» Data extracted from a collection
******

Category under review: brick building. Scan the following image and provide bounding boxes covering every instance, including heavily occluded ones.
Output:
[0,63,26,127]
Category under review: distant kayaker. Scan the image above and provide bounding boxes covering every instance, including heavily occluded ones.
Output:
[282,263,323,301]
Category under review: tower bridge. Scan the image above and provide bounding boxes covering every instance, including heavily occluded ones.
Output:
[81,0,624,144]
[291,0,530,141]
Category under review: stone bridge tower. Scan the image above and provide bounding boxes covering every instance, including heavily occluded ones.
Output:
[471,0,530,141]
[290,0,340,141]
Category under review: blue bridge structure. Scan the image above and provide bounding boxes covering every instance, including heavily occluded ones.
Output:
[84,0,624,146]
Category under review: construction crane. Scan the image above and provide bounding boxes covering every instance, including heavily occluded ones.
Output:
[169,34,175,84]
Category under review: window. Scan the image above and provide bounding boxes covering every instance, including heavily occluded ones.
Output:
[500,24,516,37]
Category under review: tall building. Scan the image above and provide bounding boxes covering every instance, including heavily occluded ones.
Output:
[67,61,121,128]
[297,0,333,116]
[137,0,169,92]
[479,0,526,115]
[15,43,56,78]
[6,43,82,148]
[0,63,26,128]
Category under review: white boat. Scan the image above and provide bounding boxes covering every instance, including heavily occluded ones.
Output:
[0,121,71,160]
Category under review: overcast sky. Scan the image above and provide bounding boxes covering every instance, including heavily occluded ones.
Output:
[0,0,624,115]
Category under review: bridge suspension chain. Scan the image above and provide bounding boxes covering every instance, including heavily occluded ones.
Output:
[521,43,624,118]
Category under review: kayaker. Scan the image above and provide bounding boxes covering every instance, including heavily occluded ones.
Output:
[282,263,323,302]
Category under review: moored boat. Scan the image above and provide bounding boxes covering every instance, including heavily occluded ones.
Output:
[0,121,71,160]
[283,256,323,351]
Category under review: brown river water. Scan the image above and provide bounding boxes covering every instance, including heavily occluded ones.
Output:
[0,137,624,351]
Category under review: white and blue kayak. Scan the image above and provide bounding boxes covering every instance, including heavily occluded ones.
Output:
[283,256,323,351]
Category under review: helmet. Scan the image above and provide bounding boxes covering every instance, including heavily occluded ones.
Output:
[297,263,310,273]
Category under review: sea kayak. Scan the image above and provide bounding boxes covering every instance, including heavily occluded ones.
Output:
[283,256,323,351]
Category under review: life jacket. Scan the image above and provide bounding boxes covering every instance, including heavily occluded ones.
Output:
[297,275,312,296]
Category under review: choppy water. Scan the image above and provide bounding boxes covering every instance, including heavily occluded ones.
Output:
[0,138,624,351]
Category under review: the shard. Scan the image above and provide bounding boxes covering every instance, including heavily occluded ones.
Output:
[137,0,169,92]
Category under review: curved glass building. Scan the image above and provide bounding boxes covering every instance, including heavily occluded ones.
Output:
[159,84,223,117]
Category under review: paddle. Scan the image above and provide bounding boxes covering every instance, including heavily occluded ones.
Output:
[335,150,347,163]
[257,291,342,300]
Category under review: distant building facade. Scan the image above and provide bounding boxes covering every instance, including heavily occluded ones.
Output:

******

» Task to complete
Replace "heavily occluded" with "partly hidden" throughout the records above, and leave every other word of them unchanged.

» Response to the task
Category under review: brick building. Scan the following image and provide bounding boxes covering every instance, including partly hidden ones.
Output:
[0,63,26,127]
Category under review: distant kayaker. Scan the image above and provide bounding boxes covering every instance, including partly hidden ones.
Output:
[282,263,323,301]
Category under review: tower bridge. Scan the image above and provide bounding boxes covering every instance, including partly hidden ones.
Output:
[81,0,624,144]
[291,0,530,141]
Category under review: stone bridge tower. Scan the image above and provide bounding boxes covering every instance, including partly hidden ones.
Output:
[471,0,530,141]
[290,0,340,141]
Category under review: blue bridge structure. Scan the image above and provide bounding boxes covering every instance, including partly hidden ones.
Output:
[84,0,624,146]
Category under review: construction crane. Scan the image above and provide bounding boxes covering every instance, including partly hidden ones.
Output:
[169,34,175,84]
Category under review: window. Scan the image above and provide bounding boxes covering every instance, including partly hidden ones.
Output:
[500,24,516,37]
Category under review: tall building. Scan the image above and provide bounding boxes covering every instance, including partly hidden ones.
Output:
[67,61,121,128]
[297,0,333,116]
[137,0,169,92]
[479,0,526,115]
[15,43,56,78]
[6,43,82,148]
[0,63,26,128]
Category under review: white boat. Scan the image above and provide bounding boxes covering every instance, including partly hidden ones.
Output:
[0,121,71,160]
Category under review: overcast sky. Scan the image above and provide bounding boxes covering every instance, including partly hidden ones.
Output:
[0,0,624,115]
Category under review: bridge suspension chain. Scan the image above and provide bounding boxes covering every instance, including partly hidden ones.
Output:
[521,43,624,118]
Category under review: kayaker. Scan the image above and provide bounding boxes covering every instance, including partly hidden ones.
Output:
[282,263,323,302]
Category under review: moored boat. Scan the image above and provide bounding boxes covering every instance, including partly hidden ones.
Output:
[0,121,71,160]
[283,256,323,351]
Category under review: brown river water. Scan the image above and provide bounding boxes covering every instance, including partly hidden ones.
Output:
[0,137,624,351]
Category under review: white and blue kayak. Scan the image above and provide bounding boxes covering every instance, including partly hidden ones.
Output:
[283,256,323,351]
Category under review: helmet. Scan the image above and provide bounding boxes covering every instance, including partly hidden ones.
Output:
[297,263,310,273]
Category under review: sea kayak. Scan the image above and provide bounding boxes covering every instance, including partly hidden ones.
Output:
[283,256,323,351]
Category under review: life jacket. Scan the image above and provide bounding boxes covering every instance, including partly hidden ones.
Output:
[297,275,312,296]
Category under review: choppy water. Scan the image above and provide bounding boxes covering every instance, including partly hidden ones.
Output:
[0,138,624,351]
Category under review: the shard. Scan the image above and provide bounding boxes covering every instance, including partly hidden ones.
Output:
[137,0,169,92]
Category under review: curved glass building. Scan the image above and provide bounding boxes covering every instance, including partly hidden ones.
Output:
[159,84,223,117]
Category under review: paddle. Scan the image above and provide bounding boxes covering every instance, including partly hidden ones.
Output:
[335,150,347,163]
[257,291,342,300]
Category under review: distant building facade. Scan the image above and provide bounding boxes covering every instance, including partly hidden ones.
Output:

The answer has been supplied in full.